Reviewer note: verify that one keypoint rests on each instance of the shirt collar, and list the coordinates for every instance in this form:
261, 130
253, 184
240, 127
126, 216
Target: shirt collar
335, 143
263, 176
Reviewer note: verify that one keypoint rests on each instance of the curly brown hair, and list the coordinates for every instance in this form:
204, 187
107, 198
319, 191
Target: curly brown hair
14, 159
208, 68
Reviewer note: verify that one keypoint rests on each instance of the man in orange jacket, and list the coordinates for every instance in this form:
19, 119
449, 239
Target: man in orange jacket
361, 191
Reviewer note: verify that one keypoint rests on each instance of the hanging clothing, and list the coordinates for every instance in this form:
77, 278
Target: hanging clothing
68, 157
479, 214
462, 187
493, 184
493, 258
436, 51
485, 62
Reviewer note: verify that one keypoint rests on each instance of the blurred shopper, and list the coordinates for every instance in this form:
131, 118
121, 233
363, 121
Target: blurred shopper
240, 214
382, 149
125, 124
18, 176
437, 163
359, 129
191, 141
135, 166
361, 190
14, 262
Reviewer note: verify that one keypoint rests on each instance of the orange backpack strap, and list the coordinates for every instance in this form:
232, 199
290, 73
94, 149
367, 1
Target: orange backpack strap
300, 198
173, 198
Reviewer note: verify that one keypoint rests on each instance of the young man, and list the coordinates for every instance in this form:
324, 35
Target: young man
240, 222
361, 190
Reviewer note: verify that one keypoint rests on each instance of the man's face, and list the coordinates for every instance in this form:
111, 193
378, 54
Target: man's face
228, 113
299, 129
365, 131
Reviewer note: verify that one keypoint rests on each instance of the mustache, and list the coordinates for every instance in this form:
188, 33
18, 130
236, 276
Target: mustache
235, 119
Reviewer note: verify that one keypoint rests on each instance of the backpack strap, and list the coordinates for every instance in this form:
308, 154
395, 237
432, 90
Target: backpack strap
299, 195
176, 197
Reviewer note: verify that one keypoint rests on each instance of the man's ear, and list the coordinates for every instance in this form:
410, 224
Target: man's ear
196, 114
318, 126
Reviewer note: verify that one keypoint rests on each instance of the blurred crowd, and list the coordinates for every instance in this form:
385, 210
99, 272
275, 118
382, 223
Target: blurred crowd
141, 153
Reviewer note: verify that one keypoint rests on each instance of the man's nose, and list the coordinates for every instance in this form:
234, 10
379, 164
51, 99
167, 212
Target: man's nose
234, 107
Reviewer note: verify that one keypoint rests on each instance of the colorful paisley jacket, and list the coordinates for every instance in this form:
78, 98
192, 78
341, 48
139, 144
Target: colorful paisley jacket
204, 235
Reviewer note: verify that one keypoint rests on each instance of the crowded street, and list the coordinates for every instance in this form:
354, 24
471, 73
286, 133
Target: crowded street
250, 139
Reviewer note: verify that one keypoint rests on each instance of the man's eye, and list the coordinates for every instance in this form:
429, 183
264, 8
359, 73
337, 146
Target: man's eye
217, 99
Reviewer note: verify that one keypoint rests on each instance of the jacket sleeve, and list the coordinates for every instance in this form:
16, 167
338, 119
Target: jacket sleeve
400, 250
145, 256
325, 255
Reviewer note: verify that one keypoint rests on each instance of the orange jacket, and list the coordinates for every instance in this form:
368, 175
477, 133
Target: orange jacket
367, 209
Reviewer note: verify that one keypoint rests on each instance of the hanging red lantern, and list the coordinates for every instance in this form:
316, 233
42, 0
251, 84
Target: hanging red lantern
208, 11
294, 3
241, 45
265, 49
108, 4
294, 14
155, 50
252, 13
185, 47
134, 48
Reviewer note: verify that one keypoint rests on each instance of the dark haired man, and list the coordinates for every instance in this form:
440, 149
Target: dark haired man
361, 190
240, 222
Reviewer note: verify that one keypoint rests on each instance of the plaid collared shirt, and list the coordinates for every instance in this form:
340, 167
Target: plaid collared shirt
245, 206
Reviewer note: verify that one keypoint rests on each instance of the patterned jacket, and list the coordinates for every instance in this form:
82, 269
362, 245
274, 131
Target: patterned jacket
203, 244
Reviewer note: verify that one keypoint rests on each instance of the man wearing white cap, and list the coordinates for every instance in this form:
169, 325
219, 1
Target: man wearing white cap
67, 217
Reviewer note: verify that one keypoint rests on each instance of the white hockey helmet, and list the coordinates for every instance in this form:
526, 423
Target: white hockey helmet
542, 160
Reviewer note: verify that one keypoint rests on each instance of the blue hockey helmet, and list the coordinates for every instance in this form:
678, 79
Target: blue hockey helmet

■ ■ ■ ■

-- SET PROBLEM --
Transcribe the material above word for word.

-- OUTPUT FOR THIS TASK --
Reviewer note: verify that one keypoint rests on each instance of the shirt collar, and list the coordinates for every instance in this form:
261, 130
253, 184
240, 127
126, 216
Target: shirt collar
335, 143
263, 176
Reviewer note: verify that one keypoint rests on each instance of the curly brown hair, and list the coordinates for every instance in this form:
204, 187
107, 198
319, 191
Target: curly brown hair
14, 159
208, 68
Reviewer note: verify that one keypoint rests on each instance of the man in orange jacket, and list the coordinates for every instance in this form:
19, 119
449, 239
Target: man in orange jacket
361, 191
Reviewer note: verify that one keypoint rests on each instance of the hanging clothing, and list the coordinates for every instance in this form:
77, 278
Target: hanging clothing
68, 157
479, 214
462, 187
493, 184
493, 258
436, 51
485, 62
Reviewer note: verify that one keypoint rests on each instance of the blurred shopper, and list the coordinates for every instance in this form:
131, 118
121, 233
363, 121
Target: blurred shopper
240, 214
382, 149
125, 124
18, 176
437, 163
359, 129
191, 141
135, 166
361, 190
14, 262
Reviewer note: verify that one keypoint rests on each instance of the orange backpack strap, and list the coordinates for every instance in this form:
232, 199
290, 73
94, 149
367, 1
Target: orange backpack strap
300, 198
173, 198
Reviewer note: verify that one keypoint rests on each instance of the young man, and list the coordinates for every instance in this form:
324, 35
Target: young man
240, 222
361, 190
Reviewer note: verify that one keypoint rests on each instance of the man's face, and list the coordinates for every instance in this form:
111, 193
378, 54
Target: man's face
228, 113
299, 129
365, 131
Reviewer note: verify that one keypoint rests on each instance of the mustache, and list the coordinates for every instance in this form:
188, 33
18, 130
236, 276
Target: mustache
235, 119
Reviewer note: verify that one keypoint rests on each instance of the backpack strap, and list the coordinates for every instance in this form:
308, 154
395, 237
432, 90
Target: backpack strap
299, 195
176, 197
Reviewer note: verify that one keypoint rests on each instance of the man's ear, and list the coordinates for every instance in this form:
410, 224
Target: man's ear
196, 114
318, 126
Reviewer note: verify that one keypoint rests on each instance of the blurred crowd, and list the coordinates for every instance in this form:
385, 210
99, 272
275, 118
382, 223
Target: blurred crowd
141, 153
Reviewer note: verify that one keypoint rests on each instance of the man's nose, and list the coordinates for every instance in this form:
234, 10
379, 164
51, 99
167, 212
Target: man's nose
234, 107
Reviewer note: verify that one keypoint rests on each instance of the colorful paisley jacket, and list the coordinates for every instance in this form:
78, 98
192, 78
341, 48
139, 144
Target: colorful paisley jacket
204, 235
Reviewer note: verify that one keypoint rests on each instance of the crowded street, and list the coordinates for every instance in this form:
354, 24
471, 73
286, 133
Target: crowded street
250, 139
Reviewer note: verify that one keypoint rests on each instance of the man's eye, and list the coordinates for every instance in this form:
429, 183
264, 8
359, 73
337, 146
Target: man's eye
217, 99
Reviewer note: verify that one keypoint rests on each instance of the jacket sleeve, and list the coordinates for every instance in this form:
16, 167
338, 119
Target: jacket sleeve
400, 250
145, 256
325, 255
Reviewer note: verify that one keypoint rests on each instance of the orange jacket, and list the coordinates for every instance in this form:
368, 175
477, 133
Target: orange jacket
367, 209
Reviewer note: verify that one keypoint rests on each instance of the hanging red lantern, and list the coordinates for every instance in this form:
316, 233
42, 0
251, 84
Target: hanging red lantern
208, 11
294, 3
241, 45
265, 49
108, 4
294, 14
155, 50
252, 13
185, 47
134, 48
Reviewer note: verify that one keypoint rests on each instance of the dark haired man, and list the coordinates for every instance in this form:
440, 149
Target: dark haired man
361, 190
240, 222
Reviewer note: verify that one keypoint rests on each instance of the plaid collared shirt, and list the coordinates for every instance in this form:
340, 167
Target: plaid collared shirt
245, 206
Reviewer note: verify that one keypoint rests on each instance of the patterned jacket, and list the coordinates for every instance in this form:
82, 269
362, 245
274, 131
Target: patterned jacket
203, 244
Reviewer note: verify that one keypoint rests on each instance of the man wearing white cap, and list the coordinates for every instance in this form:
169, 325
219, 1
Target: man wearing white cap
67, 217
Reviewer note: verify that one keypoint rests on each instance of the white hockey helmet, and list the coordinates for every instance in this form:
526, 423
Target: white hockey helmet
542, 160
Reviewer note: verify that one keypoint rests on each instance of the blue hockey helmet, and list the coordinates for every instance in this form:
678, 79
Target: blue hockey helmet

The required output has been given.